= TASK PROMPT =
Render every line of the listing below as a JSON list of strings, one string per line, omitting blank lines.

Data extracted from a collection:
>> start
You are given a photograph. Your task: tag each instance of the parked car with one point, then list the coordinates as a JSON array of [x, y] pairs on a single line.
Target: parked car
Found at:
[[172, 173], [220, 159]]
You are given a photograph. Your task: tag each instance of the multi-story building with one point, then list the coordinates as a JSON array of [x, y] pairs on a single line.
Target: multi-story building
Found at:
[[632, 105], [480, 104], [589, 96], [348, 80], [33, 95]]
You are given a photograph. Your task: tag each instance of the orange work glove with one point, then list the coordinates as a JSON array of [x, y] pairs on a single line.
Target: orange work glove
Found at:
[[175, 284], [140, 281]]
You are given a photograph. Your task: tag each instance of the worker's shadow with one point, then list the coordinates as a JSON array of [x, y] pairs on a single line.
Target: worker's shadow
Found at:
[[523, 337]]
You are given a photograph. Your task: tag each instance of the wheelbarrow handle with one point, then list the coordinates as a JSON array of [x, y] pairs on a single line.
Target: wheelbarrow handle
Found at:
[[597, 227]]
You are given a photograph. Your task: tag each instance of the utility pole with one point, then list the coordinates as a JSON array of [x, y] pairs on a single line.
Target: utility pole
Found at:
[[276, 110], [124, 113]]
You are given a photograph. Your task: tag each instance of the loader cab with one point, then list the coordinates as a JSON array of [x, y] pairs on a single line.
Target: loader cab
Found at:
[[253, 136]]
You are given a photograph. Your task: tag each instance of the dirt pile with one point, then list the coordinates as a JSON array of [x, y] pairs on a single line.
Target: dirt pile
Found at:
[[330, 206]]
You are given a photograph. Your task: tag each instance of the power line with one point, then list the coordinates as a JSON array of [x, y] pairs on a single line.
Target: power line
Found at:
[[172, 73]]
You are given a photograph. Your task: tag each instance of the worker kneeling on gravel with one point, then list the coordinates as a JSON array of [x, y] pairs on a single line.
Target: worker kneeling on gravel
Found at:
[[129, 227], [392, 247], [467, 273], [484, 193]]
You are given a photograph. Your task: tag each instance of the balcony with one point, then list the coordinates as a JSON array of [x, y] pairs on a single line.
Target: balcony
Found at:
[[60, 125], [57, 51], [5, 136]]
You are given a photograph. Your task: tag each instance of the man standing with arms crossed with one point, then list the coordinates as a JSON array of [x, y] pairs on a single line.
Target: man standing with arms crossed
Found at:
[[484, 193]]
>> end
= ANSWER =
[
  "You are given a photograph. Your task: tag each instance of the parked car with one point, then list the coordinates as a JSON array of [x, y] pairs on a single line.",
  "Target: parked car",
  "Found at:",
  "[[172, 173], [220, 159]]",
  "You are given a photograph. Your task: tag each instance of the multi-story building with one point, then list the coordinates as a JSON array of [x, y] pairs on a single line.",
  "Target: multi-story building",
  "Found at:",
  "[[632, 105], [480, 104], [589, 96], [348, 80], [33, 95]]",
  "You are given a photograph. Your task: tag each instance of the orange work glove with one point, then list the coordinates as a JSON array of [x, y] pairs on a single line.",
  "Target: orange work glove",
  "Found at:",
  "[[175, 284], [140, 281]]",
  "You are given a photograph. Your task: tag each instance of the worker's shadow with one point, then list the coordinates as a JSON array of [x, y] pairs on a single line.",
  "Target: worker's shadow",
  "Found at:",
  "[[523, 337]]",
  "You are given a photograph. Your task: tag each instance of the wheelbarrow handle with one point, then list the coordinates as a JSON array of [x, y] pairs on a single line.",
  "Target: wheelbarrow handle",
  "Found at:",
  "[[597, 227]]",
  "You are given a photograph. Your task: tag each instance of the utility pole with one point, then list the coordinates as a JSON array of [x, y] pairs on a single line.",
  "Target: utility pole",
  "Found at:",
  "[[276, 110], [124, 113]]",
  "You are given a photograph. Your task: tag each instance of the loader cab with one point, then list the coordinates as a JSON array of [x, y] pairs on a single line.",
  "Target: loader cab",
  "Found at:",
  "[[253, 136]]",
  "You are given a photograph. Your task: tag each instance of the dirt pile with one point, then list the coordinates as a JSON array of [x, y] pairs on a single line.",
  "Target: dirt pile",
  "Found at:",
  "[[330, 206]]",
  "You are given a photograph. Your task: tag each instance of the power line with one point, then list the coordinates as a JSON array of [x, y] pairs on a single line.",
  "Target: power line",
  "Found at:",
  "[[172, 73]]",
  "You are given a photograph. Your task: tag each instance of the worker kneeling on gravel with one point, then list the coordinates as a JSON array of [x, y] pairs on a single line.",
  "Target: worker kneeling on gravel",
  "Found at:",
  "[[129, 227], [392, 247], [467, 273], [484, 193]]",
  "You are given a photograph. Your task: tag each instance of the balcony with one point, then list the coordinates as a JSON array of [x, y] pairs on a single line.",
  "Target: balcony",
  "Found at:",
  "[[60, 125], [57, 51], [5, 136]]",
  "You are given a photograph. Your task: tag each instance of the man standing with arms crossed with one point, then list the coordinates as a JSON array of [x, y] pairs on a single line.",
  "Target: man standing with arms crossed",
  "Found at:",
  "[[484, 193]]"
]